## EXCERPT PROVIDED
^^^^

In recent times, this is perhaps best demonstrated by talks of Kalidou Koulibaly being ‘the answer’ for any club on the planet with both the defensive frailties and bank balances required to bring him in — namely Chelsea and City. He has been touted, along with Varane, as among the best around in that position. But is he really that good?
Koulibaly looked suspect and immobile; with his abilities overestimated, on a number of occasions over the course of 2019-20, despite Napoli winning the Coppa Italia. Having finished seventh in Serie A, Napoli bowed out of the Champions League to Barcelona on Saturday, with Koulibaly comically giving away a decisive penalty by first dallying on, and then hacking at, the ball as Lionel Messi stole it away from him.
With regards to the present imbalance of defensive and attacking talent, it may be indicative of how much the game has evolved in the space of the last decade or so. In the early 2010s, Guardiola’s all-conquering Barcelona were at odds with one of the great defensive coaches of all-time, who oversaw well-disciplined units formed out of strong, reliable defenders. Yet, come 2020, how Mourinho would appreciate just one of the great defenders he coached in the period when he arguably reached his peak with that 2010 treble triumph at Inter Milan that followed breakthrough and follow-on success at Porto and Chelsea.
Along with Mourinho’s waning success — of his teams’ 25 trophies in his career, just eight have come since Inter’s Champions League triumph in Madrid in 2010 — there has generally been (see Atlético Madrid as the primary anomaly below) a gradual decline in defending in Europe up to this point. Whether the two are directly related or not is up for debate, but it seems a significant trend.
This came at a time when there was relative equilibrium in terms of the number of the world’s premier players, of both the defensive and offensive moulds. Admittedly, the Ballon d’Or has rarely been a defender’s prize to be won, such is football’s greater fascination with the enthralling, creative output of forward players — a trend that has accelerated during an extended period in which two men have utterly dominated the ceremonial stage since 2008. But even van Dijk’s brilliance broke up that particular run.
When Liverpool’s number four finished second at the 2019 edition of the awards, he became the first defender to feature in the top three since Fabio Cannavaro won it in 2006. You wouldn’t bet against van Dijk smashing through that barrier and taking the crown in typically assured fashion in the near future, which says a lot given the crop of attacking talents ready to compete for supremacy in a comparatively normal post-Messi and Ronaldo world.

^^^^

## RECORD EXTRACTS
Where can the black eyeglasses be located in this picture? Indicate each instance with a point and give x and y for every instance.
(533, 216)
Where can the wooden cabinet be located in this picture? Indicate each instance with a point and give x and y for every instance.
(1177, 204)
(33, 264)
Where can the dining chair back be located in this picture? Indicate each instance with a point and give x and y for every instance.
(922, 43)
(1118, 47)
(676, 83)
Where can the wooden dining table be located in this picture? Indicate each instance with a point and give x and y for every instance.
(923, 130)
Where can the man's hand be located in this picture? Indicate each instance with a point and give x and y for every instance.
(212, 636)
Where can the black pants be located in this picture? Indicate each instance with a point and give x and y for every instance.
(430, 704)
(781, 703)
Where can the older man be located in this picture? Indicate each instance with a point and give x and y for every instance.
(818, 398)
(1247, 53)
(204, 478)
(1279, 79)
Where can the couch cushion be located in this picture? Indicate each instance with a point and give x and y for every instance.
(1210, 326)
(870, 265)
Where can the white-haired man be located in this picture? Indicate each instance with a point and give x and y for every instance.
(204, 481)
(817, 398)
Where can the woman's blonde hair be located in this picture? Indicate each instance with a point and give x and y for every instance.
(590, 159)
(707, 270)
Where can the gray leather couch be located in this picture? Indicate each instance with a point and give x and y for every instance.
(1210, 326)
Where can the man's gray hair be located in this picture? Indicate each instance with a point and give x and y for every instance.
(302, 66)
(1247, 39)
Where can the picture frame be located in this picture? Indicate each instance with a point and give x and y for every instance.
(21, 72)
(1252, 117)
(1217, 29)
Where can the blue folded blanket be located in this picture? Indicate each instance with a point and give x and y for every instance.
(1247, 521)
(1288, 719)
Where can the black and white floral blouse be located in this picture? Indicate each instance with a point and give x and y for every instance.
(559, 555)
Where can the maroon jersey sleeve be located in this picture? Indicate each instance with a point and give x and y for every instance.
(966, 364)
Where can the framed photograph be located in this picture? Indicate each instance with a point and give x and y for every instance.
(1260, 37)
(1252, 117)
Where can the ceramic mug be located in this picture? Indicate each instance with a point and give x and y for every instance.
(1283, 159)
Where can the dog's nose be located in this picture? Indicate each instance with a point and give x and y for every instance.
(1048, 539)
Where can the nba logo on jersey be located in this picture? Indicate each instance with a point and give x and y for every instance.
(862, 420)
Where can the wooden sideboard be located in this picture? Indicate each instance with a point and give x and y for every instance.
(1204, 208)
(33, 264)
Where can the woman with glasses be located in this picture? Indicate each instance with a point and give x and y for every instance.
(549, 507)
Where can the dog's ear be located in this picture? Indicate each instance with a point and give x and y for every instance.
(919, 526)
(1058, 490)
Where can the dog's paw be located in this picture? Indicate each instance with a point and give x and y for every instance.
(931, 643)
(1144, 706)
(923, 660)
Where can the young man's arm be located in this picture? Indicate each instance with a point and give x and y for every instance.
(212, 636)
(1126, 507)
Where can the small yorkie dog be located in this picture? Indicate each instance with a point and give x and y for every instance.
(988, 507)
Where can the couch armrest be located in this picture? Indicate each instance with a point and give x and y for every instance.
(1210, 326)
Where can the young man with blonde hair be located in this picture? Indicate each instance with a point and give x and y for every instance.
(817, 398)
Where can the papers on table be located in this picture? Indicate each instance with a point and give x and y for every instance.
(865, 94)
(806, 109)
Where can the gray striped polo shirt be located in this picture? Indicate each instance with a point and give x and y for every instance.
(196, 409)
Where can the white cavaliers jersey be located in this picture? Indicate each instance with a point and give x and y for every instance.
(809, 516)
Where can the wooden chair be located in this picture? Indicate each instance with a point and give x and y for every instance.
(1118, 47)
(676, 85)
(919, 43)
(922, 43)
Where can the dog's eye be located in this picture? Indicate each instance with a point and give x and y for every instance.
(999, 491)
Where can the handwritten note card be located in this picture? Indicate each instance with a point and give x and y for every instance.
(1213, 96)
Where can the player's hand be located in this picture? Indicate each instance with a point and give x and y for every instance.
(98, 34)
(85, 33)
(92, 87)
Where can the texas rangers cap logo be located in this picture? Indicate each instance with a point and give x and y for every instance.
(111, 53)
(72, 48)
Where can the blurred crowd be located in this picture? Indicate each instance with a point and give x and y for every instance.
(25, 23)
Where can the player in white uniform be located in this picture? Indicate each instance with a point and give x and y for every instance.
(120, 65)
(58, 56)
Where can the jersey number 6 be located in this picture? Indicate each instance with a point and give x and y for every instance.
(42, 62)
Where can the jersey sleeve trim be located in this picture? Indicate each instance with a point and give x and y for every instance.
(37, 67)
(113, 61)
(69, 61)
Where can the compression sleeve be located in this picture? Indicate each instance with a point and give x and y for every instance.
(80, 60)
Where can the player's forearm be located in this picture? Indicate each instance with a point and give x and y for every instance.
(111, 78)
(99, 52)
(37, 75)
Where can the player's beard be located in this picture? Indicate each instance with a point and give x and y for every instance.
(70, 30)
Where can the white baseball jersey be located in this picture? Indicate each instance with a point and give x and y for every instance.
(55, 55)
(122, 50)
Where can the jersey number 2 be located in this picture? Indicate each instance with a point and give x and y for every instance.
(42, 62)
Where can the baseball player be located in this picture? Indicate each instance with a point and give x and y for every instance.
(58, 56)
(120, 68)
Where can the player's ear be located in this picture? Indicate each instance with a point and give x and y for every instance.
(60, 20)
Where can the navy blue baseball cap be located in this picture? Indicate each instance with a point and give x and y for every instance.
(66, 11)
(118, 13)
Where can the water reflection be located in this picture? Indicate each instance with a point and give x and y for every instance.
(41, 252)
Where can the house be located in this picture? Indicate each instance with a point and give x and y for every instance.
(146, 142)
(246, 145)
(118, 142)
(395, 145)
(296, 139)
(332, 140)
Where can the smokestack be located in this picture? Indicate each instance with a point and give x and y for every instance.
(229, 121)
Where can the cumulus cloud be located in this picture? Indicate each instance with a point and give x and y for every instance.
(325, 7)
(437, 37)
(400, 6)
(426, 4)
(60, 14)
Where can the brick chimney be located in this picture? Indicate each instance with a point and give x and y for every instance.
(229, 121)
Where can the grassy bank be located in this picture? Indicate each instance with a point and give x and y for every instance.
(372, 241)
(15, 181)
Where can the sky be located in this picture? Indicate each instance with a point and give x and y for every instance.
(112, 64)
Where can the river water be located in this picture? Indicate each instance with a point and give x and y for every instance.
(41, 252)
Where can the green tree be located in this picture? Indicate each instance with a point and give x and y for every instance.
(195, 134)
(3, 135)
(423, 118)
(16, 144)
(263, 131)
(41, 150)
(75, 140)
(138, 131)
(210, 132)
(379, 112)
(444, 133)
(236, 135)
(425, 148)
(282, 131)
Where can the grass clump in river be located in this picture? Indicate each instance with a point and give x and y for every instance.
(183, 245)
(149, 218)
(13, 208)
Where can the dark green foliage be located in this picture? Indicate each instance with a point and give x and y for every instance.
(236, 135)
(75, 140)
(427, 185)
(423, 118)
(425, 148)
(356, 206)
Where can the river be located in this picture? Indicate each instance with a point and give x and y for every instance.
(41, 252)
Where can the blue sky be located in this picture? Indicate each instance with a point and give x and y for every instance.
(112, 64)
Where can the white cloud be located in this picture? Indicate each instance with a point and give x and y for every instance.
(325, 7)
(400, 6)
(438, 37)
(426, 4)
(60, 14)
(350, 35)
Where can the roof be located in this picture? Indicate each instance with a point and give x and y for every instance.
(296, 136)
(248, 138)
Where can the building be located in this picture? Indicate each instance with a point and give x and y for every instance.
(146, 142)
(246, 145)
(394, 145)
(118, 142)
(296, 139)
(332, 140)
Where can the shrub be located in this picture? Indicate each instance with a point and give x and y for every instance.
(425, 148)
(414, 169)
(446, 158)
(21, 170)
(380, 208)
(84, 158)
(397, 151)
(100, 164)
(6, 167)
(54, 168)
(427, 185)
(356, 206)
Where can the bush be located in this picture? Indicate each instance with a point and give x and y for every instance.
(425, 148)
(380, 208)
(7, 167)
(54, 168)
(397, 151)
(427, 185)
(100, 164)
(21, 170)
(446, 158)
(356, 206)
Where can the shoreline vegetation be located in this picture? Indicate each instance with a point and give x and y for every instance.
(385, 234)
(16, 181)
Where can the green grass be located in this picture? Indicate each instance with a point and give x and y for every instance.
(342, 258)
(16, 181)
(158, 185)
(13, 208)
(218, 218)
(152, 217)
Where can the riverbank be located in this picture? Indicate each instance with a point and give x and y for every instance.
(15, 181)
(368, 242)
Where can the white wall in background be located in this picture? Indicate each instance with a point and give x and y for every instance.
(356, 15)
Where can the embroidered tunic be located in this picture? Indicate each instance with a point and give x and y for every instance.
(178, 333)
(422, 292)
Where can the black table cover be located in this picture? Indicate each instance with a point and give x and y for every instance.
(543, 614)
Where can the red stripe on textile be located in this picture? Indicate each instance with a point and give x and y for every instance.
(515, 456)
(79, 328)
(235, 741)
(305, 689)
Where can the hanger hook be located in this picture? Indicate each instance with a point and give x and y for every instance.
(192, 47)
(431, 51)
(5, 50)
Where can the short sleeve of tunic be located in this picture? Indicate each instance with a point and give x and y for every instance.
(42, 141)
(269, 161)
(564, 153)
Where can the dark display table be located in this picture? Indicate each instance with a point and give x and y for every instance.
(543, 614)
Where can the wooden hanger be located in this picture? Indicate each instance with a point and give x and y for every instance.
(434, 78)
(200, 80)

^^^^

## WHAT IS NEEDED
Reproduce word for word the part of the football article between "Along with Mourinho’s" and "a significant trend.", inclusive. The items have no connection to the text about defending in football.

## ANSWER TO THE EXERCISE
Along with Mourinho’s waning success — of his teams’ 25 trophies in his career, just eight have come since Inter’s Champions League triumph in Madrid in 2010 — there has generally been (see Atlético Madrid as the primary anomaly below) a gradual decline in defending in Europe up to this point. Whether the two are directly related or not is up for debate, but it seems a significant trend.